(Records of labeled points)
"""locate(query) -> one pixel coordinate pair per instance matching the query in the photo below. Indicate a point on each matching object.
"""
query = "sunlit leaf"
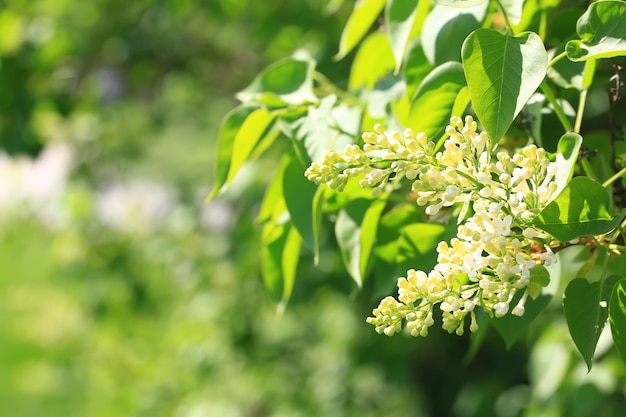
(417, 245)
(399, 15)
(288, 81)
(356, 243)
(511, 327)
(258, 126)
(567, 154)
(539, 279)
(363, 15)
(566, 73)
(372, 61)
(390, 227)
(299, 194)
(502, 73)
(279, 259)
(581, 209)
(273, 201)
(323, 127)
(602, 31)
(368, 230)
(445, 30)
(617, 317)
(513, 10)
(228, 131)
(586, 312)
(460, 3)
(417, 67)
(317, 215)
(435, 98)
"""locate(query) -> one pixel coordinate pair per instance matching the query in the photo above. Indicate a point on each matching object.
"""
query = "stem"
(545, 88)
(581, 110)
(328, 87)
(588, 73)
(543, 24)
(614, 178)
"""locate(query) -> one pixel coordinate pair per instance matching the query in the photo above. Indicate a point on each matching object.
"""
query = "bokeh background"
(124, 293)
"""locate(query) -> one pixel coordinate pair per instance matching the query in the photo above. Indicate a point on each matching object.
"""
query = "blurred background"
(123, 293)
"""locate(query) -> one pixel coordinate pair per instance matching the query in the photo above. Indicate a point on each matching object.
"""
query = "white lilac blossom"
(490, 260)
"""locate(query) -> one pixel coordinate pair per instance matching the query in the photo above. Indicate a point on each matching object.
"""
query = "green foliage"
(502, 73)
(426, 65)
(617, 313)
(601, 31)
(586, 310)
(581, 209)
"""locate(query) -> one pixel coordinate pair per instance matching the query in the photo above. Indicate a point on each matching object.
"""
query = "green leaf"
(581, 209)
(280, 253)
(511, 327)
(288, 81)
(617, 317)
(228, 131)
(502, 72)
(566, 73)
(417, 67)
(539, 278)
(435, 98)
(567, 153)
(373, 60)
(399, 16)
(447, 28)
(586, 312)
(259, 126)
(363, 15)
(299, 194)
(390, 228)
(369, 233)
(355, 236)
(460, 3)
(602, 31)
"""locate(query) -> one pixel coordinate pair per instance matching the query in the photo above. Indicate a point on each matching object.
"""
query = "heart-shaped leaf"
(436, 97)
(602, 31)
(581, 209)
(288, 81)
(511, 327)
(617, 317)
(586, 311)
(399, 16)
(363, 16)
(447, 28)
(502, 72)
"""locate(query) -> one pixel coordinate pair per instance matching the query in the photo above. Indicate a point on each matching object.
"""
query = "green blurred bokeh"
(122, 293)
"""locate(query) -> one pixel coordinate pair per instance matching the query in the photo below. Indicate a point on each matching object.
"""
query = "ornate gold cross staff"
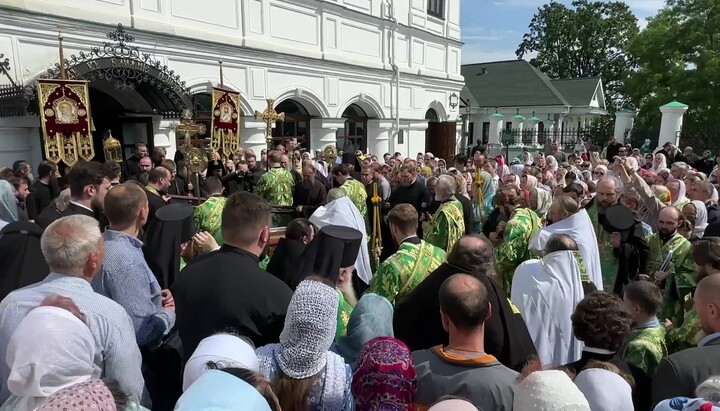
(269, 116)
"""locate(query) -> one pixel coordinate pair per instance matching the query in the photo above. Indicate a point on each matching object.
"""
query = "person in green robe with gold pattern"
(706, 256)
(447, 225)
(415, 259)
(679, 276)
(355, 190)
(208, 215)
(276, 186)
(645, 347)
(512, 239)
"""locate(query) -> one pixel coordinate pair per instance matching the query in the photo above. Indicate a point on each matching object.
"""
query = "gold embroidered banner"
(65, 117)
(225, 133)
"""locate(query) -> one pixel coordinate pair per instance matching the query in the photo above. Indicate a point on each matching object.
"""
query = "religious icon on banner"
(65, 119)
(225, 133)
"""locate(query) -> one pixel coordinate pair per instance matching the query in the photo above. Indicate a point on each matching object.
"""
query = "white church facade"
(375, 75)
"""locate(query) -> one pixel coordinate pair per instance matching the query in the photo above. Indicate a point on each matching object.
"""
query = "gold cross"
(269, 116)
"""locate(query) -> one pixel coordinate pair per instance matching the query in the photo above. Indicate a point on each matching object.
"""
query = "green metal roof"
(517, 83)
(513, 83)
(675, 104)
(577, 91)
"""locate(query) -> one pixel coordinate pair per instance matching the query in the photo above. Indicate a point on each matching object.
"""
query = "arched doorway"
(296, 124)
(440, 136)
(354, 136)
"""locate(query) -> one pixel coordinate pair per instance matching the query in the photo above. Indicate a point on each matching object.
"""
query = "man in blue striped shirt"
(74, 249)
(125, 276)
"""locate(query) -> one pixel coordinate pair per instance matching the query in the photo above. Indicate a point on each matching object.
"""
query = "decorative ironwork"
(15, 99)
(121, 63)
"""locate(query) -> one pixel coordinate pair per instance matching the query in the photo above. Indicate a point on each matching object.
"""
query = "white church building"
(375, 75)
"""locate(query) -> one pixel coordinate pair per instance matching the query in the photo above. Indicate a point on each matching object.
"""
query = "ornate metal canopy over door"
(121, 63)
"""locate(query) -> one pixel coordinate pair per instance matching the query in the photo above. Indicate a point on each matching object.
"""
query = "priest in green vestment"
(645, 347)
(512, 240)
(668, 247)
(208, 215)
(447, 225)
(276, 186)
(415, 259)
(354, 189)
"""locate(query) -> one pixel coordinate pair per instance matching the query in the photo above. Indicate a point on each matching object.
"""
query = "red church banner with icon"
(65, 117)
(225, 133)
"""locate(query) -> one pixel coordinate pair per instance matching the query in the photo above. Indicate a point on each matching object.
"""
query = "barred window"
(436, 8)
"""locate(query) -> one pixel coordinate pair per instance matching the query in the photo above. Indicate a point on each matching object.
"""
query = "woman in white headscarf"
(550, 390)
(659, 163)
(341, 211)
(8, 204)
(224, 351)
(304, 373)
(605, 390)
(546, 292)
(51, 350)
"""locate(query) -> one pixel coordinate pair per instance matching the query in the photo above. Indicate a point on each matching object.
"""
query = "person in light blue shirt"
(73, 248)
(125, 276)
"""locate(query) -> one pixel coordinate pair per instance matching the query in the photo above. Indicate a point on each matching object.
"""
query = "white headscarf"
(605, 390)
(50, 350)
(546, 292)
(550, 390)
(225, 349)
(700, 218)
(344, 213)
(579, 227)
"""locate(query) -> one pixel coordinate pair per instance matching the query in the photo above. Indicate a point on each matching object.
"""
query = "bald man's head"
(126, 204)
(464, 302)
(707, 301)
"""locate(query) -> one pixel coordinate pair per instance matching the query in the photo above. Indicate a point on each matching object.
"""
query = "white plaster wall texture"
(325, 55)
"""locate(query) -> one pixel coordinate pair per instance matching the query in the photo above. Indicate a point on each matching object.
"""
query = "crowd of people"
(552, 281)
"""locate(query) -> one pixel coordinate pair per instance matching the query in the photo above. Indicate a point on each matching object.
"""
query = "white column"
(624, 120)
(496, 126)
(518, 121)
(252, 135)
(671, 123)
(323, 132)
(379, 133)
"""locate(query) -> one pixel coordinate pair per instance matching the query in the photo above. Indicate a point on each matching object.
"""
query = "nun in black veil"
(172, 227)
(22, 260)
(332, 255)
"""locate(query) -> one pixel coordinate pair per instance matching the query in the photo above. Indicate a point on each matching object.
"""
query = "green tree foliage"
(678, 55)
(588, 40)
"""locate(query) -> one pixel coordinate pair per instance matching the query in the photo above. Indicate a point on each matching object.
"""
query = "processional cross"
(269, 116)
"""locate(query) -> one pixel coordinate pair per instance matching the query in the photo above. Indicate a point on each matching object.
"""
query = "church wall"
(325, 76)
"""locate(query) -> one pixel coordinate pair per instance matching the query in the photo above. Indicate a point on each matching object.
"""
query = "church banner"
(225, 130)
(65, 117)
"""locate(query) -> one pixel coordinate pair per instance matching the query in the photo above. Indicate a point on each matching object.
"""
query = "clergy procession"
(298, 280)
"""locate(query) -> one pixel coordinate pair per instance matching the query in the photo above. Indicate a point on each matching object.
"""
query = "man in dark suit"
(89, 182)
(680, 373)
(131, 166)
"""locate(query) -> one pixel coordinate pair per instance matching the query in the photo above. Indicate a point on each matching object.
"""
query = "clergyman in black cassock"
(417, 320)
(227, 289)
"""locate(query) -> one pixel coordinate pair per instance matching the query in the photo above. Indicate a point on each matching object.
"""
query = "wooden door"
(441, 139)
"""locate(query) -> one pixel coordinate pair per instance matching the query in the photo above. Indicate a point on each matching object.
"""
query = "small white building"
(375, 75)
(515, 97)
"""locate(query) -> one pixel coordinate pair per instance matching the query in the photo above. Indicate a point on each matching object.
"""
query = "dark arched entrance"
(296, 124)
(129, 90)
(354, 136)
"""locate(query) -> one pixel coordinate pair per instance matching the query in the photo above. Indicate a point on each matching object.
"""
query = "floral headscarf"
(92, 395)
(385, 376)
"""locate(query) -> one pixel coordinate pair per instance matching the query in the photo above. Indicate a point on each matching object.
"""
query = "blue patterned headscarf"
(220, 391)
(687, 404)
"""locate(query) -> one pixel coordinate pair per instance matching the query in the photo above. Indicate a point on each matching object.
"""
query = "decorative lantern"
(112, 149)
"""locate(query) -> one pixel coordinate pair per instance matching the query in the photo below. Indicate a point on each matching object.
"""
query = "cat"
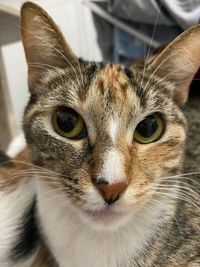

Exercise
Which lines in the entries above contain the string "background", counting case? Copy out each one.

Final answer
query = "bokeh background"
query = "blurred background"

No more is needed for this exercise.